Convert the data below into a JSON list of strings, one string per line, starting at the first line and ending at the line that contains "51 624 L 141". Leave out any blank lines.

Labeled shape data:
★ ★ ★ ★ ★ ★ ★

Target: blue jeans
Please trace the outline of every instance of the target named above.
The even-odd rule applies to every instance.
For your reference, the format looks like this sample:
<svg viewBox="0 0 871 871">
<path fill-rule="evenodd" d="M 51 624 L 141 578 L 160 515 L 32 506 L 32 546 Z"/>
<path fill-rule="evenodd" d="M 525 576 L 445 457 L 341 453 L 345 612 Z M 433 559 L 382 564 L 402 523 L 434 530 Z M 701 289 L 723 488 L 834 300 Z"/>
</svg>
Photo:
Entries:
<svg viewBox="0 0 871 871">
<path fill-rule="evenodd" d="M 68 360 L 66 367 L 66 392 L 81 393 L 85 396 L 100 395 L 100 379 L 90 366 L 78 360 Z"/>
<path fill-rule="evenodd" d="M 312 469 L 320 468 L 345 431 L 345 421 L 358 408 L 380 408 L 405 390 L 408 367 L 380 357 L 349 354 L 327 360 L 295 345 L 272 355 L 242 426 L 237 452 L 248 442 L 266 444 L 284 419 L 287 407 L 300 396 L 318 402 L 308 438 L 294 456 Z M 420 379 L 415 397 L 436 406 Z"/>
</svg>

★ ★ ★ ★ ★ ★ ★

Worked answer
[
  "Target: blue jeans",
  "Please trace the outline of every instance of the target named above.",
  "The even-odd rule applies to every instance.",
  "For your reference, the format looks like this sample:",
  "<svg viewBox=\"0 0 871 871\">",
  "<path fill-rule=\"evenodd\" d=\"M 51 624 L 141 578 L 160 515 L 32 506 L 32 546 Z\"/>"
]